(Stored data)

■ ■ ■ ■ ■

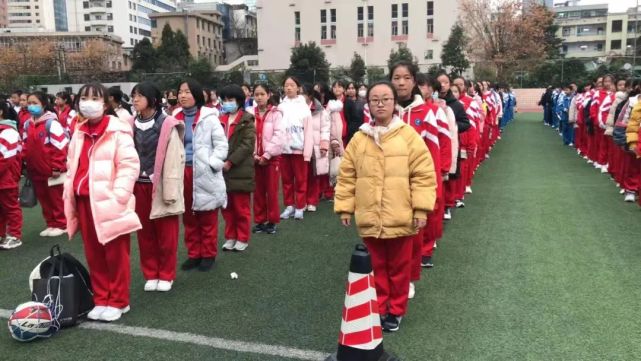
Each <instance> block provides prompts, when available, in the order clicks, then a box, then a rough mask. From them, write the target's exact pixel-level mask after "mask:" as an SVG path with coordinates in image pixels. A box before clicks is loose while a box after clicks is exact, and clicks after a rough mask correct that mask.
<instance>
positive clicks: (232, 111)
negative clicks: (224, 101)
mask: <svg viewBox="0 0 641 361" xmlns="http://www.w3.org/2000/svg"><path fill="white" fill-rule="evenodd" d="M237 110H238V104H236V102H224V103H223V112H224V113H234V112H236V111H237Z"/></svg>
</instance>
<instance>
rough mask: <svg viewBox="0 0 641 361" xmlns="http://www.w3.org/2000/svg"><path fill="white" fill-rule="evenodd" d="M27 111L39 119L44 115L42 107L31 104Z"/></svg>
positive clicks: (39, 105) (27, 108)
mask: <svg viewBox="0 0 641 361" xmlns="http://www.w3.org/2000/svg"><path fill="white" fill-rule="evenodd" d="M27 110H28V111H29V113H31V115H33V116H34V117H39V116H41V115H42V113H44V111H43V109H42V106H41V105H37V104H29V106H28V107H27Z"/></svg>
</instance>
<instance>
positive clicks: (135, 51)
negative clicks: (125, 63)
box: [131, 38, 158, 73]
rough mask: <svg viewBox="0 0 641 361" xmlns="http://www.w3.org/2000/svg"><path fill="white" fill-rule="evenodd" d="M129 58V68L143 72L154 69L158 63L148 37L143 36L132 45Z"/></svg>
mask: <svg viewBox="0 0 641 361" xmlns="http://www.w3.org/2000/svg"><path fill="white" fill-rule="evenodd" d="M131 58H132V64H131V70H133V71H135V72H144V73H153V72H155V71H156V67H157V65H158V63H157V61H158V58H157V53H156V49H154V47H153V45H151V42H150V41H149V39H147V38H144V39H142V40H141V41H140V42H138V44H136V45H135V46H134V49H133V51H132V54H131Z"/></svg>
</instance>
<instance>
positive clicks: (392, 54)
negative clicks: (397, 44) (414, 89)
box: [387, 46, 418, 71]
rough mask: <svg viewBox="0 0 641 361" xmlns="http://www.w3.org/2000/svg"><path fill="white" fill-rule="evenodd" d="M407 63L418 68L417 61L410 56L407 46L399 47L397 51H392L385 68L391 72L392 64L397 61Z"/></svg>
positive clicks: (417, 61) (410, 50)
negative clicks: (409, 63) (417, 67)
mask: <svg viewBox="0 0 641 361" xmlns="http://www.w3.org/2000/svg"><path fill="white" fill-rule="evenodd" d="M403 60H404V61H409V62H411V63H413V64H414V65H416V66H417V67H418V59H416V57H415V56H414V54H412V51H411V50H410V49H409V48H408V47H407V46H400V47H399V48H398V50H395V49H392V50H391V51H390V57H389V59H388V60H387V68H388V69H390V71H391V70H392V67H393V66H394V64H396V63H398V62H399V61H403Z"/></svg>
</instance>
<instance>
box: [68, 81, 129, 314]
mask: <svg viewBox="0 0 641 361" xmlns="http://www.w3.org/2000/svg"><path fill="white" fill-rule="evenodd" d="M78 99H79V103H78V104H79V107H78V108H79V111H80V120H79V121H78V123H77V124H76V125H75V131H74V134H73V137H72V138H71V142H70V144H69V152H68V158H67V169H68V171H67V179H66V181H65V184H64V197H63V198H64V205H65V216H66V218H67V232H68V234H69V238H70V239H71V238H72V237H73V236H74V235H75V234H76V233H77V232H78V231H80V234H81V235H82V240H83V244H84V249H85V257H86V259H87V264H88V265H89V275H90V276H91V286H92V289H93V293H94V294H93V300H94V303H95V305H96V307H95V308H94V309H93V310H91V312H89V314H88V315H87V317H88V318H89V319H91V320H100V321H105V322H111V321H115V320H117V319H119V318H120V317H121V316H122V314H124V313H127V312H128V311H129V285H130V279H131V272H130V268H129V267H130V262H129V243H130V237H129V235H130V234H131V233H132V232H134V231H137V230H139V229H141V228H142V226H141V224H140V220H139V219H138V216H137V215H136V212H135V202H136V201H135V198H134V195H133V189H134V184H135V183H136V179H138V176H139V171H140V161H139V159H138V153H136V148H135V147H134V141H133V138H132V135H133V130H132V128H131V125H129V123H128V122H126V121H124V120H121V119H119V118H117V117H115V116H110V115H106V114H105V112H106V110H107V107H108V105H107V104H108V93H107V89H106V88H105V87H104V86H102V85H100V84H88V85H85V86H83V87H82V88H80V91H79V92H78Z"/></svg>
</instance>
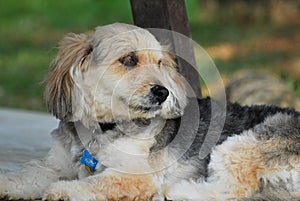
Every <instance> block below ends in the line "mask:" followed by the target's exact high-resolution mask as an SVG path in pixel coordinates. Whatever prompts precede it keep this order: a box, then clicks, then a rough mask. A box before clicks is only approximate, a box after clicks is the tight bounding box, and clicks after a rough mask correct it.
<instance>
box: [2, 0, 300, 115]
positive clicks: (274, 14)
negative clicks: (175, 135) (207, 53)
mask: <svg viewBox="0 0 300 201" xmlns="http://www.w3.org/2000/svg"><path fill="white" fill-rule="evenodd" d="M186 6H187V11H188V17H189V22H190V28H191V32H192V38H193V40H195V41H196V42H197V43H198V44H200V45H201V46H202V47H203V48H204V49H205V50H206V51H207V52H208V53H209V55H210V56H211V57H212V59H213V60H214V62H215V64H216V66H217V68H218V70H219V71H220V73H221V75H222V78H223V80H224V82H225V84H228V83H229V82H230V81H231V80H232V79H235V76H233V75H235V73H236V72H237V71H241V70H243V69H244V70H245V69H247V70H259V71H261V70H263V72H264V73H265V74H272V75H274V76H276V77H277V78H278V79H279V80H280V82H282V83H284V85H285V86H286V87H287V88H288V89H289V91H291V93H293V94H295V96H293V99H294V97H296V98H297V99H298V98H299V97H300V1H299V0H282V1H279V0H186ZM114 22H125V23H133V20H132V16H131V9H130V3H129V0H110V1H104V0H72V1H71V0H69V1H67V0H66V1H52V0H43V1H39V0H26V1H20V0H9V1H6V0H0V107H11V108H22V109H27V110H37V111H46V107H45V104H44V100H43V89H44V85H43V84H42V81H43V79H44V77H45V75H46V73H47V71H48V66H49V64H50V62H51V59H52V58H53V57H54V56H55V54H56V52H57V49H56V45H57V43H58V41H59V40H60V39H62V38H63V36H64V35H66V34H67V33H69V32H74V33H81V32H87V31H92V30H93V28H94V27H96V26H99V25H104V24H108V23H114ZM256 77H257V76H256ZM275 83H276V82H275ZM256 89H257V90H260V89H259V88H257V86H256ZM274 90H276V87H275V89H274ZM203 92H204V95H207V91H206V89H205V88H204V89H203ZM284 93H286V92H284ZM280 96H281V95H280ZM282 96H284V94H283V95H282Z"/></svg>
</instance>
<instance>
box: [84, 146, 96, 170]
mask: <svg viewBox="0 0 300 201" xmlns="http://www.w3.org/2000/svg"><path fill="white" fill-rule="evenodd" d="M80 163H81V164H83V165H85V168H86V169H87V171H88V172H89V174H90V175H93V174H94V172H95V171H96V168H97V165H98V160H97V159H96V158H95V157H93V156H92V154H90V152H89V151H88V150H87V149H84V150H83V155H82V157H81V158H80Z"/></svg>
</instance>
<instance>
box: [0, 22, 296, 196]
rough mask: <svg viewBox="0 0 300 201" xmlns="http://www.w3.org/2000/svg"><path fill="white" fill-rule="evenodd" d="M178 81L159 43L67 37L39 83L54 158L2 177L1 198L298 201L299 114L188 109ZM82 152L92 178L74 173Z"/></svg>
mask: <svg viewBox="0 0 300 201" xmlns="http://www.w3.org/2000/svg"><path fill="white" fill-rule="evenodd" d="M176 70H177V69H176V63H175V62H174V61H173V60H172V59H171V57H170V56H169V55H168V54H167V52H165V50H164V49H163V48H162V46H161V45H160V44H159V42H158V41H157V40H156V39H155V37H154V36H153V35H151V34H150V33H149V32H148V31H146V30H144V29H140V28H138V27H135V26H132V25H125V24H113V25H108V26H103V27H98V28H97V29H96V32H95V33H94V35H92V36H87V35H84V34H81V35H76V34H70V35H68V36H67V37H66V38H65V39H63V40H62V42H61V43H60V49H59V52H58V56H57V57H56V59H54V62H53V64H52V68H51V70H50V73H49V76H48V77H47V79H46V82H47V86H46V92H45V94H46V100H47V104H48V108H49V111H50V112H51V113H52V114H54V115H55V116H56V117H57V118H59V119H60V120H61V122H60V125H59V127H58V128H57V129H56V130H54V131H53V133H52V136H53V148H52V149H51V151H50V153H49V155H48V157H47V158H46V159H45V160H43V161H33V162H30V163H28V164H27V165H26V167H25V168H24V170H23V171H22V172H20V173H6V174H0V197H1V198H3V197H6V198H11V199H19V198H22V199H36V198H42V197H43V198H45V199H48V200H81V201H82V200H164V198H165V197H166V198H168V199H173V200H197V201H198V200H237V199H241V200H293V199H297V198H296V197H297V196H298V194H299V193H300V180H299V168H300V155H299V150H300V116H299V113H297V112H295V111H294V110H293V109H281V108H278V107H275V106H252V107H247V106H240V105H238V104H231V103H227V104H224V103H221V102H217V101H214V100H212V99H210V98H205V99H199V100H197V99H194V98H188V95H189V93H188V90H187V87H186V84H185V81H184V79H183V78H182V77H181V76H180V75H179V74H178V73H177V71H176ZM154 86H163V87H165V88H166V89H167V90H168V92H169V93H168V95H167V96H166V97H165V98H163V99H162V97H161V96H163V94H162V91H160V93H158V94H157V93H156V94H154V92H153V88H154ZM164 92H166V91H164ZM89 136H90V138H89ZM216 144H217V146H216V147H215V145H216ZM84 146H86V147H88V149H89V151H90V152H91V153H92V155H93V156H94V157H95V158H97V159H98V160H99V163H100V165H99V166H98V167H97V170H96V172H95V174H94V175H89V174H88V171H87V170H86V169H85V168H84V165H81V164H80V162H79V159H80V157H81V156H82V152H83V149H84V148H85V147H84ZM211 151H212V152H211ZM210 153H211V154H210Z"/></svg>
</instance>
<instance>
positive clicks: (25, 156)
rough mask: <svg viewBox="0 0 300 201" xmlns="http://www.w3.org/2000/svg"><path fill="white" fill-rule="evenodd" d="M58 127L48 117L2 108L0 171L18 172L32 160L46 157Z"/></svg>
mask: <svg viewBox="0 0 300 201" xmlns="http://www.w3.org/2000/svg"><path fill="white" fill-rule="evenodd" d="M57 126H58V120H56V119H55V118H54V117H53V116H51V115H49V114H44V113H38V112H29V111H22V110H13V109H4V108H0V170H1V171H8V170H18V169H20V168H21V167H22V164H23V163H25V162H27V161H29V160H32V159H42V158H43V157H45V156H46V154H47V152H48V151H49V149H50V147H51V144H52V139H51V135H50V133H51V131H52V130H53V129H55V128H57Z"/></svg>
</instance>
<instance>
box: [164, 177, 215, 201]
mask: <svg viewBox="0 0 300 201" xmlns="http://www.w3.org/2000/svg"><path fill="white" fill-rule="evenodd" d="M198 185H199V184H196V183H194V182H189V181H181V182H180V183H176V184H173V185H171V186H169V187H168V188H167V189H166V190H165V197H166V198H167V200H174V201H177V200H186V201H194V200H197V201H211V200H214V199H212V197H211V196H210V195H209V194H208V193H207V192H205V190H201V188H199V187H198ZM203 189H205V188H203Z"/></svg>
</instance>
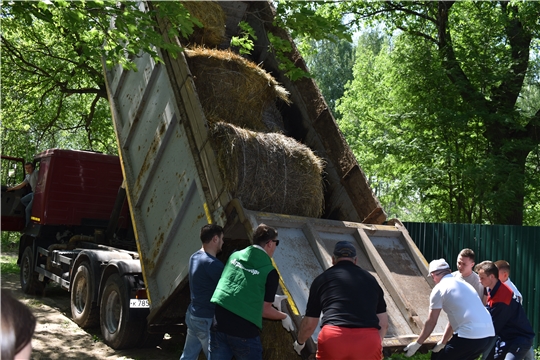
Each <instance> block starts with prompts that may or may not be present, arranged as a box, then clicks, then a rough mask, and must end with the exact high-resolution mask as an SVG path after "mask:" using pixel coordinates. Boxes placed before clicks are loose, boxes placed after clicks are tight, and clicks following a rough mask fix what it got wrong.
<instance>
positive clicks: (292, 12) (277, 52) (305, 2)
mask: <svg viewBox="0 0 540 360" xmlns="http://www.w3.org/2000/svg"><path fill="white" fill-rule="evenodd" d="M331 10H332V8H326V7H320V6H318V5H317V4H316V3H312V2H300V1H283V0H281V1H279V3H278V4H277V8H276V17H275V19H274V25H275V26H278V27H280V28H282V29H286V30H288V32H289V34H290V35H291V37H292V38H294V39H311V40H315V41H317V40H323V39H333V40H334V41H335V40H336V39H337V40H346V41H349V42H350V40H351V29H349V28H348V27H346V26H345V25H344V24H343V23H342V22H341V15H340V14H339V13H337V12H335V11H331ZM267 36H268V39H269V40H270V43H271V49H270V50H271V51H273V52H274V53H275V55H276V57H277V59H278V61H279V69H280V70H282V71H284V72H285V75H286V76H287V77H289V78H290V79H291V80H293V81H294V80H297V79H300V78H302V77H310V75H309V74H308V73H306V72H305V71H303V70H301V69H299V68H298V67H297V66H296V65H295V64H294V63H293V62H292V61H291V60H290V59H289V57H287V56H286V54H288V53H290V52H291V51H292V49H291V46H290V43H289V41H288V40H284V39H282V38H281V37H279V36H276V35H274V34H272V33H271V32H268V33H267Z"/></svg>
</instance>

■ ■ ■ ■ ■

WHAT THIS TASK INVOLVES >>
Only one thing is wanted here, an exact copy of the lines from the first line above through the line containing "box: [131, 38, 158, 73]", minus any picture.

TASK OUTPUT >>
Each <instance> block provides prompts, when available, in the order clicks, then a box, then a rough mask. From them, write the target's exact pixel-level mask after "mask:" as an SVG path with coordinates in image pixels. A box before clicks is loose while a box after clicks is exact, and clicks after a rough mask correct that mask.
<instance>
positive clicks: (232, 111)
negative clicks: (224, 101)
mask: <svg viewBox="0 0 641 361" xmlns="http://www.w3.org/2000/svg"><path fill="white" fill-rule="evenodd" d="M237 110H238V104H236V102H224V103H223V112H224V113H234V112H236V111H237Z"/></svg>
</instance>
<instance>
rough mask: <svg viewBox="0 0 641 361" xmlns="http://www.w3.org/2000/svg"><path fill="white" fill-rule="evenodd" d="M27 111L39 119L44 115L42 107L31 104Z"/></svg>
positive clicks: (39, 105) (27, 108)
mask: <svg viewBox="0 0 641 361" xmlns="http://www.w3.org/2000/svg"><path fill="white" fill-rule="evenodd" d="M27 110H28V111H29V113H31V115H33V116H34V117H39V116H41V115H42V113H44V111H43V109H42V106H41V105H37V104H29V106H28V107H27Z"/></svg>
</instance>
<instance>
positive clicks: (135, 51)
negative clicks: (125, 63)
box: [131, 38, 158, 73]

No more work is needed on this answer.